===== Texto para ler =====

Por Isabella Louise Traub Soares de Souza e Alcebiades Meireles Meneses



“Latinoamérica, un pueblo sin pierna pero que camina”

Latinoamerica, Calle 13



Foto: Associated Press / "Um menino da América Central buscando asilo corre pelo corredor de um abrigo em San Diego depois de chegar de um centro de detenção de imigração em 11 de dezembro de 2018. Especialistas dizem que quando os pais são detidos ou deportados, o trauma das crianças pode durar muito tempo."



Todos os dias milhares de pessoas são obrigadas a se deslocar pelo mundo em busca de segurança, proteção ou melhores condições de vida. De acordo com o relatório Informe sobre las Migraciones en el Mundo 2020, da Organização Internacional para as Migrações (OIM), em 2019 havia cerca de 272 milhões de migrantes internacionais, o que corresponde a 3,5% da população mundial. Quanto aos deslocamentos forçados, o Alto Comissariado das Nações Unidas para Refugiados (ACNUR), no relatório Global Trends: forced displacement in 2020, apresentou que até o final de 2020 mais de 82,4 milhões de pessoas se encontravam em situação de deslocamento forçado pelo mundo, sendo estas refugiadas, deslocadas internas ou solicitantes de refúgio. Esses dados indicam que 1% da população mundial se encontra deslocada.


Assim, é importante destacar a diferença entre migrante e refugiado. O primeiro se refere à pessoa que se desloca dentro de seu próprio país ou em âmbito internacional buscando melhores condições de vida, muitas vezes motivados por questões econômicas ou educacionais, podendo retornar ao seu país de origem a qualquer momento. Já o refugiado, nos termos da Convenção de 1951, é aquele que cruza fronteira internacional por motivos de fundado temor e/ou perseguição por motivos de raça, religião, nacionalidade, pertencimento a grupo social ou opinião política, como também pela grave e generalizada violação de direitos humanos, conforme conceito ampliado pela Declaração de Cartagena (1984). Assim, pode-se dizer que todo refugiado é migrante, mas nem todo migrante é refugiado.


Dentro do conceito geral de migrante, há diversas categorias, tal como refugiado e deslocado interno. Este último se refere às pessoas que se deslocam dentro do seu próprio país. Uma categoria específica na conceituação de migrante e que gera o deslocamento forçado de milhares de pessoas todos os dias. Esses deslocamentos se dão por motivos de guerras, conflitos, crises políticas e/ou econômicas, perseguições, dentre outros. Ao longo do caminho percorrido, diversas situações acometem aqueles que migram, podendo gerar diversos traumas, tal como a separação de uma família. Muitos são os motivos pelos quais as famílias acabam se separando, o que pode ocorrer de forma consciente e/ou deliberada ou de forma acidental, quando algum ente da família acaba se perdendo dos demais.

=====

Tarefas a fazer:
1. Responda com base no texto sobre migração:
(a) Segundo o relatório da OIM, quantos migrantes internacionais havia no mundo em 2019?
(b) Qual documento ampliou o conceito de refugiado para incluir a grave e generalizada violação de direitos humanos?
(c) Como o texto define o deslocado interno?
2. Prossiga com o texto sobre migração a partir do ponto em que ele termina.
As linhas não têm nenhuma relação com o texto sobre migração.

===== Linhas fornecidas =====

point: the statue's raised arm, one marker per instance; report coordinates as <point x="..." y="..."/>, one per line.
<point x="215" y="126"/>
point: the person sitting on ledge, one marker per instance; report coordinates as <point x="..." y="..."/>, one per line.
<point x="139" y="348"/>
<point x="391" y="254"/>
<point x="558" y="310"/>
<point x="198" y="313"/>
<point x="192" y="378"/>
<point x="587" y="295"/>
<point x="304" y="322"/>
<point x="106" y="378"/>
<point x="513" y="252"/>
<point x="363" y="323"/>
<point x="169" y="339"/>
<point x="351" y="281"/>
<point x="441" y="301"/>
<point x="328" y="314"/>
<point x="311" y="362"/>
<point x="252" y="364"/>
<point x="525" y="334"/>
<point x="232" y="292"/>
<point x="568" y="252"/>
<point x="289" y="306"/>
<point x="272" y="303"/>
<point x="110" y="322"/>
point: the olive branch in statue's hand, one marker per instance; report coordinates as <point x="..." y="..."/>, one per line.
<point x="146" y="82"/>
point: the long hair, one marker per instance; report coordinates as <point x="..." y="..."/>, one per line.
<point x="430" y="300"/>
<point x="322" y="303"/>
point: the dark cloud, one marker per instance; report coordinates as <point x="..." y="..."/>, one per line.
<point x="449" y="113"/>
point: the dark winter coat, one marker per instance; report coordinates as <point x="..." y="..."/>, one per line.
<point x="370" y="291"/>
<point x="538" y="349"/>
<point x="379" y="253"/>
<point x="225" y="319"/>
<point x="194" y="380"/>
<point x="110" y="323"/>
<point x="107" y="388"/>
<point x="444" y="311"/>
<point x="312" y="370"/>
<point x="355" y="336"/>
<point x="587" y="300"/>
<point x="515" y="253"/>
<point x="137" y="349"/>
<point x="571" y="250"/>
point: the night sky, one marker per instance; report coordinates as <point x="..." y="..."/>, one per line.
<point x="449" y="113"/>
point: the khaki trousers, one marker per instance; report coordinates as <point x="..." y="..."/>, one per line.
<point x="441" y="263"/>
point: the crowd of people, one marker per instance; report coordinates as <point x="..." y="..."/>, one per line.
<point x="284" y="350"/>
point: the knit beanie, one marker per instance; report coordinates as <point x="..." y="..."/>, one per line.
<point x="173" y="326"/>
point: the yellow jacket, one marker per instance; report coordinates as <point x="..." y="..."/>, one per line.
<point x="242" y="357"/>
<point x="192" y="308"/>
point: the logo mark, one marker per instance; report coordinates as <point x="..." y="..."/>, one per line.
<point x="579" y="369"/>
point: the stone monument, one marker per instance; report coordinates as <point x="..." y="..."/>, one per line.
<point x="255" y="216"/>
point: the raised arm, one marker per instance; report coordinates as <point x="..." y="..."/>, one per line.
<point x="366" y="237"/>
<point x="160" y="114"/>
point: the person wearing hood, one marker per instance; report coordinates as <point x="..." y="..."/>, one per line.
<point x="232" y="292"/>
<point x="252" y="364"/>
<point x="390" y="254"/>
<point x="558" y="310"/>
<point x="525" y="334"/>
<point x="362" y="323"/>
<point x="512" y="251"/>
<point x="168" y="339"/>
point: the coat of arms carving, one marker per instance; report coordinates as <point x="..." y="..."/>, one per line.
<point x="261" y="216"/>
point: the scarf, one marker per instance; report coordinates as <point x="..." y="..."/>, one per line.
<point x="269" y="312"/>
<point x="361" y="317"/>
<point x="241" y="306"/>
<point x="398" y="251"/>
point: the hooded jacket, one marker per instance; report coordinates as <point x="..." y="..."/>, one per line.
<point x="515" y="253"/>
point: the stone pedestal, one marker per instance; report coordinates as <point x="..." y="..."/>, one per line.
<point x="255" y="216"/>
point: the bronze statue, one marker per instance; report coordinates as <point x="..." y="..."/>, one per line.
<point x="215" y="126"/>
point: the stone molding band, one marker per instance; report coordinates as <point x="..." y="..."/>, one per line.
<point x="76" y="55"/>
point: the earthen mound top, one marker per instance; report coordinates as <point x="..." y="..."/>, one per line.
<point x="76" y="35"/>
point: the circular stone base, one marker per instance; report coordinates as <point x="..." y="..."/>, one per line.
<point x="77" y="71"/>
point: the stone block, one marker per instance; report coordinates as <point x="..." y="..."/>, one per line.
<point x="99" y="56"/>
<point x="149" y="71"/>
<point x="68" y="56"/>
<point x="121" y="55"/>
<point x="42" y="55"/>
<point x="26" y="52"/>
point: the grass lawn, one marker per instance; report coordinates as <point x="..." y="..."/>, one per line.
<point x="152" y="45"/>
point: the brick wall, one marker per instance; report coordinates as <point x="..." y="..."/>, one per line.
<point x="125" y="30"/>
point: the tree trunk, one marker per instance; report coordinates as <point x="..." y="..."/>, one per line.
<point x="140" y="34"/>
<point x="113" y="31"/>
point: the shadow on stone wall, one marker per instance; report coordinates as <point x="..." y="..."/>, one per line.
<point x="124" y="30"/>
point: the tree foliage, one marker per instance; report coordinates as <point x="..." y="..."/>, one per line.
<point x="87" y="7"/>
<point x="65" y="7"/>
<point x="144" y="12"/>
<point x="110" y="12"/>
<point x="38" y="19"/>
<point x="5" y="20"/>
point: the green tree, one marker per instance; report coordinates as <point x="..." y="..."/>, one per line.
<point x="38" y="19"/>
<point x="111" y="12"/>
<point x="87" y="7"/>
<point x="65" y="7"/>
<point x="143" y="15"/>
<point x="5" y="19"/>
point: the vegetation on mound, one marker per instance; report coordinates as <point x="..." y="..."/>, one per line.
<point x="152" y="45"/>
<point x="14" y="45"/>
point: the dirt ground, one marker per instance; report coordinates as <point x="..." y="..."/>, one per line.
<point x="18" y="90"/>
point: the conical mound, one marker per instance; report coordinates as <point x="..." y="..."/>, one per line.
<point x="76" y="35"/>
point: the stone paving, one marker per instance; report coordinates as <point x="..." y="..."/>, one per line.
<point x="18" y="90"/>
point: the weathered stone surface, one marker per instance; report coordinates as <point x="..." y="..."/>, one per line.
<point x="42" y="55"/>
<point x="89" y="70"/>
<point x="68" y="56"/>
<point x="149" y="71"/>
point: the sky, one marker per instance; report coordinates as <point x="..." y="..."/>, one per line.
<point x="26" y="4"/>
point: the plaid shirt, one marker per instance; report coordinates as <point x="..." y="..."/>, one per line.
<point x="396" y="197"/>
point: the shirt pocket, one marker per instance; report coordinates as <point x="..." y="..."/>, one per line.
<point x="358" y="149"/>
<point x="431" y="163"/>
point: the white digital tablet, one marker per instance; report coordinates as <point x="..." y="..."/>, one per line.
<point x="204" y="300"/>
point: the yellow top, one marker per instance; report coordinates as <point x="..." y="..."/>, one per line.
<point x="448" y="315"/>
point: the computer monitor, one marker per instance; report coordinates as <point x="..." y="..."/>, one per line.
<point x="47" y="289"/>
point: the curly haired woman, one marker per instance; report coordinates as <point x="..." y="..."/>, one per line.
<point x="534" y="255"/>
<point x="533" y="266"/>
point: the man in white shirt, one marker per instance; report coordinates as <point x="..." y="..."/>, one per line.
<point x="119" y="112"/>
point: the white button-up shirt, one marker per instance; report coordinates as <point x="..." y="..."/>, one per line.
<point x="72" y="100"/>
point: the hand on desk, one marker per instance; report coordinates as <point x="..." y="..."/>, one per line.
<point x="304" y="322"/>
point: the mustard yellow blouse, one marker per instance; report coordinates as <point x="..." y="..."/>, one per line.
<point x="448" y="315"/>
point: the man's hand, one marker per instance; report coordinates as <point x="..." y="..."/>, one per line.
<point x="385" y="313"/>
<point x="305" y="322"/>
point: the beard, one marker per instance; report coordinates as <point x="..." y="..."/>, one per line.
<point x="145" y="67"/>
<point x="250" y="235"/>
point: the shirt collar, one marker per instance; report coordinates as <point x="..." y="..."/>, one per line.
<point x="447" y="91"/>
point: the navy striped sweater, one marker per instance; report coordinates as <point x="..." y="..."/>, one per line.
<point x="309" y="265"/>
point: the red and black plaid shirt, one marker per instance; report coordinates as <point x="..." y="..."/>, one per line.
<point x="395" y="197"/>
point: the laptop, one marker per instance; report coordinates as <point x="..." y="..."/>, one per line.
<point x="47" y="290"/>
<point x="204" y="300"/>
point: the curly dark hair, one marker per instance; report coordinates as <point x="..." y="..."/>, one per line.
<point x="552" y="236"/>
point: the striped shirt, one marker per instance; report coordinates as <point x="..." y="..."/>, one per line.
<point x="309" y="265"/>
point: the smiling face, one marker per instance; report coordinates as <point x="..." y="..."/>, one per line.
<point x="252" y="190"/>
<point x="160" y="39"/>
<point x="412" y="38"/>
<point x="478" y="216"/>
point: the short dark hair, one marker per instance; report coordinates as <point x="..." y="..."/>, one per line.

=====

Respostas em ordem:
1.
(a) Cerca de 272 milhões, o que corresponde a 3,5% da população mundial.
(b) A Declaração de Cartagena, de 1984.
(c) São as pessoas que se deslocam dentro do seu próprio país.

2.
A separação de uma família pode gerar inúmeros danos, principalmente quando envolve uma criança, podendo se mostrar uma experiência dolorosa, perigosa e aterrorizante. Entre 2010 e 2019, cerca de 400 mil crianças desacompanhadas ou separadas solicitaram asilo pelo mundo. De acordo com o ACNUR, apenas em 2019 foram mais de 153 mil pedidos de refúgio por parte deste público. O ACNUR estabelece a distinção entre crianças desacompanhadas e separadas, além de diretrizes para proteção. As primeiras são aquelas que foram separadas dos pais e de outros familiares, não tendo um adulto responsável por sua tutela, por lei ou costume. Já as crianças separadas são aquelas que se encontram acompanhadas de algum adulto ou membro de sua família, mas que não são os seus pais ou representantes legais.


A reunião familiar consiste, portanto, no reencontro dos familiares, possibilitando a convivência da unidade familiar, contribuindo com a proteção integral, segurança e bem-estar de todos. Assim, o presente artigo visa apresentar a temática da separação de crianças migrantes e reunião familiar no Sistema Interamericano de Direitos Humanos (SIDH), abordando e correlacionando o Caso Família Pacheco Tineo vs. Bolívia e as Opiniões Consultivas (OC) 17/02 e 21/14.

Caso Família Pacheco Tineo vs. Bolívia (2013)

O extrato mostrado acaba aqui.